- Problem statement -
Look through the entries for the string "blue" and copy every line where it shows up.

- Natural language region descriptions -
-- Opening Marker --

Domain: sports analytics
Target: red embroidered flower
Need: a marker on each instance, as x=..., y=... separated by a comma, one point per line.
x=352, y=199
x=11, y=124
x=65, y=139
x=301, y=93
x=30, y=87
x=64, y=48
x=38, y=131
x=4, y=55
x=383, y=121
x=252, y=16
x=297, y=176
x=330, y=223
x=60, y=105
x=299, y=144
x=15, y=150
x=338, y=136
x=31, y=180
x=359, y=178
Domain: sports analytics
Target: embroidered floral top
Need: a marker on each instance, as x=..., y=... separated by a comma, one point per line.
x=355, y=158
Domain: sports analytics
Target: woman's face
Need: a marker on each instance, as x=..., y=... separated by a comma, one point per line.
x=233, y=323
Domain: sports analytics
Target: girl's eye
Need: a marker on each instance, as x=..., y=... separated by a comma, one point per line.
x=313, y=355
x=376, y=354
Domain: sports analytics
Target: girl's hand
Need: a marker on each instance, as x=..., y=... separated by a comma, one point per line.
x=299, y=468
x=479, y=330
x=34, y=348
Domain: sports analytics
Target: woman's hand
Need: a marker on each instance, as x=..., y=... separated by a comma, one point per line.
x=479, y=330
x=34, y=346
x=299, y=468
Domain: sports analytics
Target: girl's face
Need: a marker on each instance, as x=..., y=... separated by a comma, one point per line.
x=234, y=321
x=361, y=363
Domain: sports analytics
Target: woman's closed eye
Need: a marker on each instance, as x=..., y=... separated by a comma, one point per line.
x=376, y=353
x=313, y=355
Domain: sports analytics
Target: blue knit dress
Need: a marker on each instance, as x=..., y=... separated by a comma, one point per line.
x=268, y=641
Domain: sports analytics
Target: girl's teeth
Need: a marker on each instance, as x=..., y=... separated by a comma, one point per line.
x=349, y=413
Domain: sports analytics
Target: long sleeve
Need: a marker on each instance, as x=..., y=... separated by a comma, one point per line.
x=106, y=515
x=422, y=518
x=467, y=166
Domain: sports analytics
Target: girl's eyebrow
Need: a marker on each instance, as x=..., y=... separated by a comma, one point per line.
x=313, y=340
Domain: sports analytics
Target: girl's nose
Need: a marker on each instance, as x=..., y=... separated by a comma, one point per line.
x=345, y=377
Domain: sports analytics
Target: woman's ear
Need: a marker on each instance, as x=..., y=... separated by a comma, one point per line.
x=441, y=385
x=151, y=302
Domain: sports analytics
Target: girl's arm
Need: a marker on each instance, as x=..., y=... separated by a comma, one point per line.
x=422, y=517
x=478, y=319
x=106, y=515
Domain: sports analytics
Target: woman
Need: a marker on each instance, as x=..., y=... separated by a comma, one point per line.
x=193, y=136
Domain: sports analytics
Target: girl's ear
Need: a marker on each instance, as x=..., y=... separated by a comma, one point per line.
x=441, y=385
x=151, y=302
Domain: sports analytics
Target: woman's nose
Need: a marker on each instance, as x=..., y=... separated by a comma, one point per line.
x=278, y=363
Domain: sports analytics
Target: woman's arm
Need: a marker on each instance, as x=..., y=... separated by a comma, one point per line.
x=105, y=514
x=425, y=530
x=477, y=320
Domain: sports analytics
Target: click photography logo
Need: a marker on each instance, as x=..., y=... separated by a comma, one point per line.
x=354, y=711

-- Closing Marker --
-- Opening Marker --

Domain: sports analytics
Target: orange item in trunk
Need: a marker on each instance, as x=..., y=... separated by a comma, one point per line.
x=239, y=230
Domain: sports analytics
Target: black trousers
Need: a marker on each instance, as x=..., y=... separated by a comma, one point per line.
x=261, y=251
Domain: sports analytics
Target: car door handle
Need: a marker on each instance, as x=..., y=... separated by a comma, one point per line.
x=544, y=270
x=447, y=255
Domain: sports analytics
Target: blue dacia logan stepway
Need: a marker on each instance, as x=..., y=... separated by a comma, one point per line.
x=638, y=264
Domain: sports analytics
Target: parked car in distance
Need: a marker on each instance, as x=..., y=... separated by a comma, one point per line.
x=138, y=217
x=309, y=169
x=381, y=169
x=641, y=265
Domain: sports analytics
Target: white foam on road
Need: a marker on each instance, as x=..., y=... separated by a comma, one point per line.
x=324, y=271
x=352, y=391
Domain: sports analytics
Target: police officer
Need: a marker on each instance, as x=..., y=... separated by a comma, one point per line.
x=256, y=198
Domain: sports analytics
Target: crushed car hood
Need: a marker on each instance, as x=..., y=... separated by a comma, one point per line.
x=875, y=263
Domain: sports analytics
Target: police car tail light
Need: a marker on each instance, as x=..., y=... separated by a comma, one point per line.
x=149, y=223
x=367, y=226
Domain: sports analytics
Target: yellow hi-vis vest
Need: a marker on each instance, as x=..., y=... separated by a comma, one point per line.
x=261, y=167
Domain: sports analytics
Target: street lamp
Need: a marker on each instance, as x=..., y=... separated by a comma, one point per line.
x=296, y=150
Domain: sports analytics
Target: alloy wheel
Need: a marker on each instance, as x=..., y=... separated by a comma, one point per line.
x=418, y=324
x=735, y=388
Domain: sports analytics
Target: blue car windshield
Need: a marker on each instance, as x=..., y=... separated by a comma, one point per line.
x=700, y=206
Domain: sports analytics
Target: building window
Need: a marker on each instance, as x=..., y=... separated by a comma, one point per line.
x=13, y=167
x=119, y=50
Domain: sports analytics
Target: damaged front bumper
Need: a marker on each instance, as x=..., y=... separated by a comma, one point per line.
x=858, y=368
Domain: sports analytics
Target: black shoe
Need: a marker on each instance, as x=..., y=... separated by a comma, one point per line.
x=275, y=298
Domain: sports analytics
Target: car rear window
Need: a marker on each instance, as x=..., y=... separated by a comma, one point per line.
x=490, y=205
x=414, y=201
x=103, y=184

-- Closing Marker --
-- Opening Marker --

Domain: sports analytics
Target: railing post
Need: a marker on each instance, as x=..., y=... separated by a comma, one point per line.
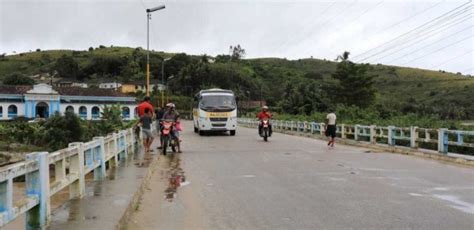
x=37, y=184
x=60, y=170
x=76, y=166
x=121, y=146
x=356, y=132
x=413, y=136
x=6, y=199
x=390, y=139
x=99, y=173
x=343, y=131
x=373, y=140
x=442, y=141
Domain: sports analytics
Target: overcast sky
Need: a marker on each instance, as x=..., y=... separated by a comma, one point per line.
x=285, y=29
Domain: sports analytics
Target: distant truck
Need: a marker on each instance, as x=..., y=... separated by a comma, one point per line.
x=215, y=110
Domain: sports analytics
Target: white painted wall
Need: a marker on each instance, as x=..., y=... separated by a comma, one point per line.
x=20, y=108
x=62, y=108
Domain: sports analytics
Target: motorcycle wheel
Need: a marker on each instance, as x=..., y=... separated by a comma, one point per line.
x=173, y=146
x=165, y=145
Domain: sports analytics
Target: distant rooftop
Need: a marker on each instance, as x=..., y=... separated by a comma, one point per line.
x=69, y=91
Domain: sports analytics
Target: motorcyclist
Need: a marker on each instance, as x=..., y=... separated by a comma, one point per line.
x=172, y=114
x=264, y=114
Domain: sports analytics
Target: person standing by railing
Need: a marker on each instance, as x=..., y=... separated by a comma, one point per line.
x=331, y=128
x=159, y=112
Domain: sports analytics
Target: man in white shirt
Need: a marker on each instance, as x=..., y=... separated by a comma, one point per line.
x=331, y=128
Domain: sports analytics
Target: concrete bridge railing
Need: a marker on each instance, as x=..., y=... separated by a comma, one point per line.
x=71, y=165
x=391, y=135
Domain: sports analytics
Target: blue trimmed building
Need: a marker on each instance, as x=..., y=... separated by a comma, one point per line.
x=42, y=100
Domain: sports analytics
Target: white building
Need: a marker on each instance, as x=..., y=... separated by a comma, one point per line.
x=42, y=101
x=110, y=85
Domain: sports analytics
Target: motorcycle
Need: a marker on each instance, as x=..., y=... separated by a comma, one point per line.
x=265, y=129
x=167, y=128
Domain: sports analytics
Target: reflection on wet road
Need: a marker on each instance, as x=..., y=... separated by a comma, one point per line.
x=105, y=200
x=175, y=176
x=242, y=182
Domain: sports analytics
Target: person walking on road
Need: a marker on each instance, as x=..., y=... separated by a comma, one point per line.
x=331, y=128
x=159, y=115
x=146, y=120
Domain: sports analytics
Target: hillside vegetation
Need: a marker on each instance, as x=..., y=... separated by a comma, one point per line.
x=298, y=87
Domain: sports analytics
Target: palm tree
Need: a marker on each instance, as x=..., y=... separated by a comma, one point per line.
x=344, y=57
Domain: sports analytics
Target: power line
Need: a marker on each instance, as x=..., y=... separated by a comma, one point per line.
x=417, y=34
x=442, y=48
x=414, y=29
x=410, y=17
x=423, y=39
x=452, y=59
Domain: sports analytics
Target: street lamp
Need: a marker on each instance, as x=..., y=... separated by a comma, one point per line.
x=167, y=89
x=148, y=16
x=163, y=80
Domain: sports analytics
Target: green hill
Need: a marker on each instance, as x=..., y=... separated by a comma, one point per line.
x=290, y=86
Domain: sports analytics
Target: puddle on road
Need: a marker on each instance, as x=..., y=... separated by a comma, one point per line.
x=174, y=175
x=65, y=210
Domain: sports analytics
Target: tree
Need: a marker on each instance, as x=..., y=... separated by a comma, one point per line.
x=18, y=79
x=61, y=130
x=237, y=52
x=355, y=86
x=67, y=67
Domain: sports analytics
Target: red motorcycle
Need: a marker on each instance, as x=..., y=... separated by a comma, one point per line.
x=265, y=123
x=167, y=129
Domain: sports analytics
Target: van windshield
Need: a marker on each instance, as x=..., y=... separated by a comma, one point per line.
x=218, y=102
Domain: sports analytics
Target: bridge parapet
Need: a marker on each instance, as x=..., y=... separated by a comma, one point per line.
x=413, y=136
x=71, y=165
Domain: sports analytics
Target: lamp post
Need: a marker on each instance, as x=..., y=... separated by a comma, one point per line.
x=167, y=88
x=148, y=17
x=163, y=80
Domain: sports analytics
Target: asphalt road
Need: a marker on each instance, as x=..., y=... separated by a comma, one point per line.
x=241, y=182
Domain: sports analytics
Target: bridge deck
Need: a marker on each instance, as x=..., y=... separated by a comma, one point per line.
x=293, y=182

-- Closing Marker --

- Exercise solution -
Target: blue knit dress
Target: blue dacia logan stepway
Target: blue car windshield
Target: blue trimmed building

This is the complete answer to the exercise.